## What this task involves
Please tally how many lines of the material below include the word "prompts", giving only the number.

## Material shown
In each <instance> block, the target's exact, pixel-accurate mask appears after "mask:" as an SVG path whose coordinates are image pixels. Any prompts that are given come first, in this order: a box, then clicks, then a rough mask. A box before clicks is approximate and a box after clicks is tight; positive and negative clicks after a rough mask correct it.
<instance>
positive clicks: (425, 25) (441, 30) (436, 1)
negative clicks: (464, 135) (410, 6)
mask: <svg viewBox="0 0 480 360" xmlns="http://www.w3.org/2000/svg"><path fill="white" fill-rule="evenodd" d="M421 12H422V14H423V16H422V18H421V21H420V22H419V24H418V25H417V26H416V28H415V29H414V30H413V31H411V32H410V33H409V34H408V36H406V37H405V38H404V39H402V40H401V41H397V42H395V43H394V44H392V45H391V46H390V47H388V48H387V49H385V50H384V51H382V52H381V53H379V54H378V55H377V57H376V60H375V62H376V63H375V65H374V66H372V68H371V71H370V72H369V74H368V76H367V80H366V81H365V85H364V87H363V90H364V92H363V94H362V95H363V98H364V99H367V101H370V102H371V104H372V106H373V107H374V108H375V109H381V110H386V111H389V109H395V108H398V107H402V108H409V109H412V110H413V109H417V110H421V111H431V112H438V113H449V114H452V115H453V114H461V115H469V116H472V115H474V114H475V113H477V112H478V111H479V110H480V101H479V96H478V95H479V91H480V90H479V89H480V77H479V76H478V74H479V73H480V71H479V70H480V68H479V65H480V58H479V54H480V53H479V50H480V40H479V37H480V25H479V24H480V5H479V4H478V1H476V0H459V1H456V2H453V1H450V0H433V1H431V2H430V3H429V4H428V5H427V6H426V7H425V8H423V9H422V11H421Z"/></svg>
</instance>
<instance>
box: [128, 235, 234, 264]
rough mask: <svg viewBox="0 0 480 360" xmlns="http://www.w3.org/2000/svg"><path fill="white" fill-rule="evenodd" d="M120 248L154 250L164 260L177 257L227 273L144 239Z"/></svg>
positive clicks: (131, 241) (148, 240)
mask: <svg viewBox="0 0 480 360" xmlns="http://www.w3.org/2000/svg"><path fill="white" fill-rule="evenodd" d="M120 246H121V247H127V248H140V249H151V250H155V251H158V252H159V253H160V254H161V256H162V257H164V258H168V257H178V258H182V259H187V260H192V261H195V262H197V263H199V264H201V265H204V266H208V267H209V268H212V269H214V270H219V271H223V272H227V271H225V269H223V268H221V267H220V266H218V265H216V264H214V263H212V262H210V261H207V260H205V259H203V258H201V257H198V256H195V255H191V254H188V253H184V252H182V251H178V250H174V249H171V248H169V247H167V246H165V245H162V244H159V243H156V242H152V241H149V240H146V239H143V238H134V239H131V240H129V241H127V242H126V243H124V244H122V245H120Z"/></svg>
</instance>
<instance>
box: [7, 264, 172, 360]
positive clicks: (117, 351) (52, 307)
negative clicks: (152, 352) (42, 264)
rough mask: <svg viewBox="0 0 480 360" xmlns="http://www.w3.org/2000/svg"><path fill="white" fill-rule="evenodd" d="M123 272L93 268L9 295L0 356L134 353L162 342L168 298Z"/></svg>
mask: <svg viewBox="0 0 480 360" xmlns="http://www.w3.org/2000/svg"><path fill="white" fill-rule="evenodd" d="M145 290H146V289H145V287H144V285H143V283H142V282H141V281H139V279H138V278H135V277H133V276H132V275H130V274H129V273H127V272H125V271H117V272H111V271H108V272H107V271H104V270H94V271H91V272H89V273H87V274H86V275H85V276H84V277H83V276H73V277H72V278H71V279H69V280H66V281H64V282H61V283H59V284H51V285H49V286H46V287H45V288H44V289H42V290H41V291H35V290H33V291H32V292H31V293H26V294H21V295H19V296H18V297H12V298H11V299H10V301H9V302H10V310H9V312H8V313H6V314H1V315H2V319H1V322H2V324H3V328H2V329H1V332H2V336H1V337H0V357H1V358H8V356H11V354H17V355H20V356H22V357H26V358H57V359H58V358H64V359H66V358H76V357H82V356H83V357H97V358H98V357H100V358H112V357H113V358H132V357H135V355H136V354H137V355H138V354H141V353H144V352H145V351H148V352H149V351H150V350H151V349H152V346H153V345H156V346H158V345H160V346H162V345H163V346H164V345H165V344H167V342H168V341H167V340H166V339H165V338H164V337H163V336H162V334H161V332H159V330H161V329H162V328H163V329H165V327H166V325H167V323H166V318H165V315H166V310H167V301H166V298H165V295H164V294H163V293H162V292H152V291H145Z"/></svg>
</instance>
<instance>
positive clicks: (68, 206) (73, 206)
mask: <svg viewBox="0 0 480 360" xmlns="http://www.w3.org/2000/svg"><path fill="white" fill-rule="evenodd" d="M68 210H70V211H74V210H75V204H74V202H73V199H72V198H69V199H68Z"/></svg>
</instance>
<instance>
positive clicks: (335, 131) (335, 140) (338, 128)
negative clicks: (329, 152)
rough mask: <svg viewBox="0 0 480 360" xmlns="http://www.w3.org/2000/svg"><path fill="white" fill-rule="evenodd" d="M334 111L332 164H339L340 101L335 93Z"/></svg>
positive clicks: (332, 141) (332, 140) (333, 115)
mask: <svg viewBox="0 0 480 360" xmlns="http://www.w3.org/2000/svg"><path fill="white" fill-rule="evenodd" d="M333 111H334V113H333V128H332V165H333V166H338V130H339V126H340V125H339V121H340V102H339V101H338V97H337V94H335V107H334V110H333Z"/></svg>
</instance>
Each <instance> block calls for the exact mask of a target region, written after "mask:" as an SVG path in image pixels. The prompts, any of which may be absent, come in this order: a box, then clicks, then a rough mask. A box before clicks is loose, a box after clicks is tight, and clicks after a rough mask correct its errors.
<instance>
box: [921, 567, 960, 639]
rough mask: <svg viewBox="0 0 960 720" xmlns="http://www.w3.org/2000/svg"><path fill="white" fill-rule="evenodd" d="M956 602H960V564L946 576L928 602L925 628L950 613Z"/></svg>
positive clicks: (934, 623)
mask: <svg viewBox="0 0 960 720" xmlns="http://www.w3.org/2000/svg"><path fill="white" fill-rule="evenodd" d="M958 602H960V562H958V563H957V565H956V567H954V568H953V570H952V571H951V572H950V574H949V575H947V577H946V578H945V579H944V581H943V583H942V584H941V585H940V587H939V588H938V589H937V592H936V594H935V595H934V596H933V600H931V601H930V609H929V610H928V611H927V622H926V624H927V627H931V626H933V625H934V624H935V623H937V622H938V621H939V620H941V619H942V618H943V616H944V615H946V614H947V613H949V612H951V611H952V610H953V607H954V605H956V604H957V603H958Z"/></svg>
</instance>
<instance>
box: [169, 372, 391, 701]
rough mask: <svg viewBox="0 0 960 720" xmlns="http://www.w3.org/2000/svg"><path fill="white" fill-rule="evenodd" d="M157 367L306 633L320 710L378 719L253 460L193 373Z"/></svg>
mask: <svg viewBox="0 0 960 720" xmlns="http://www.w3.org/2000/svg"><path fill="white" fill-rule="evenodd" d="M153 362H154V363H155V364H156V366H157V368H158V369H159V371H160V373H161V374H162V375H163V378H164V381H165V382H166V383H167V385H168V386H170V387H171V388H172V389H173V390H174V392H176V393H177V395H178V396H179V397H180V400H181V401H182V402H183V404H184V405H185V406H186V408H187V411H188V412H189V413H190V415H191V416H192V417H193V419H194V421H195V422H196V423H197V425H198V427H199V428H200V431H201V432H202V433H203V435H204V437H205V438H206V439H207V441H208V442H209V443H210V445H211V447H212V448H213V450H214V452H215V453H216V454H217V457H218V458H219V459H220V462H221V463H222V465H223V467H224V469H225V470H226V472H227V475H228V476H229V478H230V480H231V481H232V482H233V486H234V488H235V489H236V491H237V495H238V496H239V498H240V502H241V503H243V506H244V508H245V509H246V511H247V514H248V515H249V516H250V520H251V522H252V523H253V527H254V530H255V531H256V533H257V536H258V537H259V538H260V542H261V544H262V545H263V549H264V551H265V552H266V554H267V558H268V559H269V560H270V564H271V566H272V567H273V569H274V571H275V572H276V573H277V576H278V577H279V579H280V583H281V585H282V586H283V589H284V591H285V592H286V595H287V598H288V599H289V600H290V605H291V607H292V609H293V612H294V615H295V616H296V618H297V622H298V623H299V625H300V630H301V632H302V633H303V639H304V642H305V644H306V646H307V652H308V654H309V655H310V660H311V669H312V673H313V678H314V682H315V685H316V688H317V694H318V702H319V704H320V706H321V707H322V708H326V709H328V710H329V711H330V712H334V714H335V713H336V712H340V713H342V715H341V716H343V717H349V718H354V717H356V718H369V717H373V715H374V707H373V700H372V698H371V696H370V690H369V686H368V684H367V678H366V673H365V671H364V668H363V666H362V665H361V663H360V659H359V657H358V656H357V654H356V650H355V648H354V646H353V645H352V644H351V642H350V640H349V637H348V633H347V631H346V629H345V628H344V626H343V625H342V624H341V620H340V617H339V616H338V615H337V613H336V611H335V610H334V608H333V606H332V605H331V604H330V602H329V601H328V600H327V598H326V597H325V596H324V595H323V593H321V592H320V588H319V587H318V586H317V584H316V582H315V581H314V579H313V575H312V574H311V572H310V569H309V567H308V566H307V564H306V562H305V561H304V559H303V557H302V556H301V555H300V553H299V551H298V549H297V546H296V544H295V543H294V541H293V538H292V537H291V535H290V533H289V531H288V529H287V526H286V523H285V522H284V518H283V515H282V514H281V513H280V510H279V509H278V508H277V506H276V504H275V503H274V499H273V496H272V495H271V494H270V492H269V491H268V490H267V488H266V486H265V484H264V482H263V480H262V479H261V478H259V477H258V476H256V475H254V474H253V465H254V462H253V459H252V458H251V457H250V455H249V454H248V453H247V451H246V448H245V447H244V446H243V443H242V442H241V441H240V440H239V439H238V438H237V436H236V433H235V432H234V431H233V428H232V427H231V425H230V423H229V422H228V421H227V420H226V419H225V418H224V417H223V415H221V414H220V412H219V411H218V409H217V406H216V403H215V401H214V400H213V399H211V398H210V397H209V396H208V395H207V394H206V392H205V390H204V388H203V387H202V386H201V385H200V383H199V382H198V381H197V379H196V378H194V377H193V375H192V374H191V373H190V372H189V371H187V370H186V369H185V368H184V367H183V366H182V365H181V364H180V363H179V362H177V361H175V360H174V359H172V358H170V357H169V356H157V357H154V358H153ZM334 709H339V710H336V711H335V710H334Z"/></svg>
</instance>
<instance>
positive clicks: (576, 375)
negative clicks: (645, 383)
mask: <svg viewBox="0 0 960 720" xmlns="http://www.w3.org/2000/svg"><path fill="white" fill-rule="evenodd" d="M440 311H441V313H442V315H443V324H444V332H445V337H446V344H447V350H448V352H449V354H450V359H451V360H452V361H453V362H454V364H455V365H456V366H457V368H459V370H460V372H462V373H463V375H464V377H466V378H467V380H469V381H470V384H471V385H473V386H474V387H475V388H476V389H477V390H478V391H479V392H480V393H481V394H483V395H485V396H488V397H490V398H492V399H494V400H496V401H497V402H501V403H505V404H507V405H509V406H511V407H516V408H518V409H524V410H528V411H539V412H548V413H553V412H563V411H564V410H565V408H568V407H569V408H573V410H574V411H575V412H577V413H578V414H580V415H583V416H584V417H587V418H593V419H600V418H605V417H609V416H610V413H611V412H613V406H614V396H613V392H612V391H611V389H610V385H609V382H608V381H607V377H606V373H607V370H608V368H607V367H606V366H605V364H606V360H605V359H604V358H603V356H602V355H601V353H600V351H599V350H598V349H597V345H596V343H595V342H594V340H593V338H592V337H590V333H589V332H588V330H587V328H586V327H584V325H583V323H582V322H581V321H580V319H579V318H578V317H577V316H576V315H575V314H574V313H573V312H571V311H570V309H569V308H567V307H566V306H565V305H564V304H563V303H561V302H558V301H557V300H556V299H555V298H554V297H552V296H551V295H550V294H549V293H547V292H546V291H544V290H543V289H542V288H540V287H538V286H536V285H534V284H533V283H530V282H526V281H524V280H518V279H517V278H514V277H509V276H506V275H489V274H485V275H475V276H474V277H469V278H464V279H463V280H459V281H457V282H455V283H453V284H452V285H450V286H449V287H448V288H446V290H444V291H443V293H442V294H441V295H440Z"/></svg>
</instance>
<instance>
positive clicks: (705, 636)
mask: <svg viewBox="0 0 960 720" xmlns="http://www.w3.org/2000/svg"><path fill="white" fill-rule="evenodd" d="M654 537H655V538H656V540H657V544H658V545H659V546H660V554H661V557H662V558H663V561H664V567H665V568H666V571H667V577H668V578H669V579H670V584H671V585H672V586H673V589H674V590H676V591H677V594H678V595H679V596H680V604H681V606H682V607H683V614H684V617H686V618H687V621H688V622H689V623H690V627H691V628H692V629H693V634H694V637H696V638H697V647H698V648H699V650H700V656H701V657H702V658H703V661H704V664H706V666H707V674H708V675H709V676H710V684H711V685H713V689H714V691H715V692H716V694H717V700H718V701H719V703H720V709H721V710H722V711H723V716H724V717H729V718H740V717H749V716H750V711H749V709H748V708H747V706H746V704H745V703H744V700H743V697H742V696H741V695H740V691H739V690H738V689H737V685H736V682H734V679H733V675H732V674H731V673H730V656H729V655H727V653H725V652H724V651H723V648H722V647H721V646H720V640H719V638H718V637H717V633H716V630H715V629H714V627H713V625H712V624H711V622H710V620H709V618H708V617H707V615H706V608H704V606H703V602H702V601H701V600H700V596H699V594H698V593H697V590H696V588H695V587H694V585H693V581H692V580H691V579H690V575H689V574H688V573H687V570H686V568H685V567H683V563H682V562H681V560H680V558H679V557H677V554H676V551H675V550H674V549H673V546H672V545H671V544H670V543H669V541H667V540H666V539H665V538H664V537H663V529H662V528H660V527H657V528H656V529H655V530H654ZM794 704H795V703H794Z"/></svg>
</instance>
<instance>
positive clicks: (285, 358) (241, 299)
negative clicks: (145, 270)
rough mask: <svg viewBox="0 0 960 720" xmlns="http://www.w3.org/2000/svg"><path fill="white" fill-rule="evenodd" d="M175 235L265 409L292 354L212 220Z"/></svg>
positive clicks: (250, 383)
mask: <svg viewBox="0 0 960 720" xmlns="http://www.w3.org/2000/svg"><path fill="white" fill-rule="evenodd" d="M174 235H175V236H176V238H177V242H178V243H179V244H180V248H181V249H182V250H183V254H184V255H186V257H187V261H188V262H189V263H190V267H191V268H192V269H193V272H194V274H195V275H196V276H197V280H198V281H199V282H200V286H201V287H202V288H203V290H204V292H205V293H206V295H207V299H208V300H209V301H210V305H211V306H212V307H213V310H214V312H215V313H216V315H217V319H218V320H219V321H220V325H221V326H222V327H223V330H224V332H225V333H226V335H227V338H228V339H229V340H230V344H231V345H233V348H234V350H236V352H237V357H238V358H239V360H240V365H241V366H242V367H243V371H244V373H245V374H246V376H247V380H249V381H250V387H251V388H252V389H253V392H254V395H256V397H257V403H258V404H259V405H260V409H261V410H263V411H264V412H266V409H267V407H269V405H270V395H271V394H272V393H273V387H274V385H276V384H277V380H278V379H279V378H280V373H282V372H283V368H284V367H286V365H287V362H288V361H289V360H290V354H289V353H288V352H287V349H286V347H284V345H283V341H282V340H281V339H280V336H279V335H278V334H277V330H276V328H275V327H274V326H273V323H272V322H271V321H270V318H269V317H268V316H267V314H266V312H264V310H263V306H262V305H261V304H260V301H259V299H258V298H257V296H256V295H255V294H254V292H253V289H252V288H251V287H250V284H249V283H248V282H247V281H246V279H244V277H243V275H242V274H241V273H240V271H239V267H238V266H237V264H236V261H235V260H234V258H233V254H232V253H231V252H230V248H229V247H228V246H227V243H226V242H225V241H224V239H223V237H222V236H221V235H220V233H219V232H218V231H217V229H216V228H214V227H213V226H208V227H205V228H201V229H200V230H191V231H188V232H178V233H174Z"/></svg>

## Your response
2